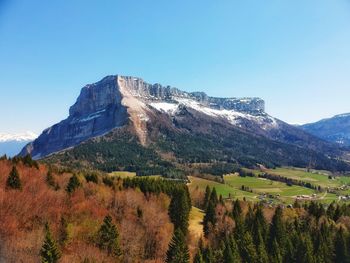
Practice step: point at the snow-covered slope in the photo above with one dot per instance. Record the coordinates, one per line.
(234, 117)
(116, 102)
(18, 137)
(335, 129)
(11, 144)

==

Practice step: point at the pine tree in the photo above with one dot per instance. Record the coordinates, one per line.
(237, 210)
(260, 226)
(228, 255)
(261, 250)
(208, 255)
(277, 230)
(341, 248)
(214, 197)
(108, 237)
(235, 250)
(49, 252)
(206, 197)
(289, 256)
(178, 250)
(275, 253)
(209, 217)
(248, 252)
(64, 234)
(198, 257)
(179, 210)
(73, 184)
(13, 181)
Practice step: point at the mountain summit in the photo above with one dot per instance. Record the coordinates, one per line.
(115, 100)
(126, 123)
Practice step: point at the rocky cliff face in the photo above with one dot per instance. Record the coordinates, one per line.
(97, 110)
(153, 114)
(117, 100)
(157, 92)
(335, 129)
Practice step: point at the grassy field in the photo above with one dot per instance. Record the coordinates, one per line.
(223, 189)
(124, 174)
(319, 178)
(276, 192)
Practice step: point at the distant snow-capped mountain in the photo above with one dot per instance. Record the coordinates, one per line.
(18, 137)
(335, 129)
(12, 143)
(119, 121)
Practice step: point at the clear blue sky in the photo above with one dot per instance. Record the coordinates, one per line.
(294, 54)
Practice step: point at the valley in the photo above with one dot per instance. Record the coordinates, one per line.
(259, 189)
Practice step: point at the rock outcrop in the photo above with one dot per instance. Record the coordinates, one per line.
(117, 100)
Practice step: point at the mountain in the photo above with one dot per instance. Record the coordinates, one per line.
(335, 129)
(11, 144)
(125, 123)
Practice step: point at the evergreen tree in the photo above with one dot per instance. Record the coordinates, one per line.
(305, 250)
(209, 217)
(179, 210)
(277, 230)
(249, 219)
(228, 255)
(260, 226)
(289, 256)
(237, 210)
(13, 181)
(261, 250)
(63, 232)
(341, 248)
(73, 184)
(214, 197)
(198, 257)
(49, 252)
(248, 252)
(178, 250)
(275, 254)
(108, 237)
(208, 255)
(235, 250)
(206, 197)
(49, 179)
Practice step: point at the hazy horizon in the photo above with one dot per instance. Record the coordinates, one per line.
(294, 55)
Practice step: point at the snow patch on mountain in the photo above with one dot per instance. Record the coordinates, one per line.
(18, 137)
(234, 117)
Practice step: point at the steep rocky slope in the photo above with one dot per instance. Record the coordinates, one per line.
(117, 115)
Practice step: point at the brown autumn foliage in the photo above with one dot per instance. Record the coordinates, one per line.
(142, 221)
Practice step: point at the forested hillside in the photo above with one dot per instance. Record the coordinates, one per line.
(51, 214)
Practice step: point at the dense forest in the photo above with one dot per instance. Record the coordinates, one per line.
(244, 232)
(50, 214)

The request:
Find every line in the entries above that contains the string "rocky", treating uppercase and lowercase as distinct, and copy each of those lines.

Answer for this exercise:
Practice step: point at the rocky cliff face in the photo above with one dot per instance. Record the coordinates, one per line.
Practice step: point at the steep rocky slope in the photo above with one dot per instance. Record the coordinates, one per line.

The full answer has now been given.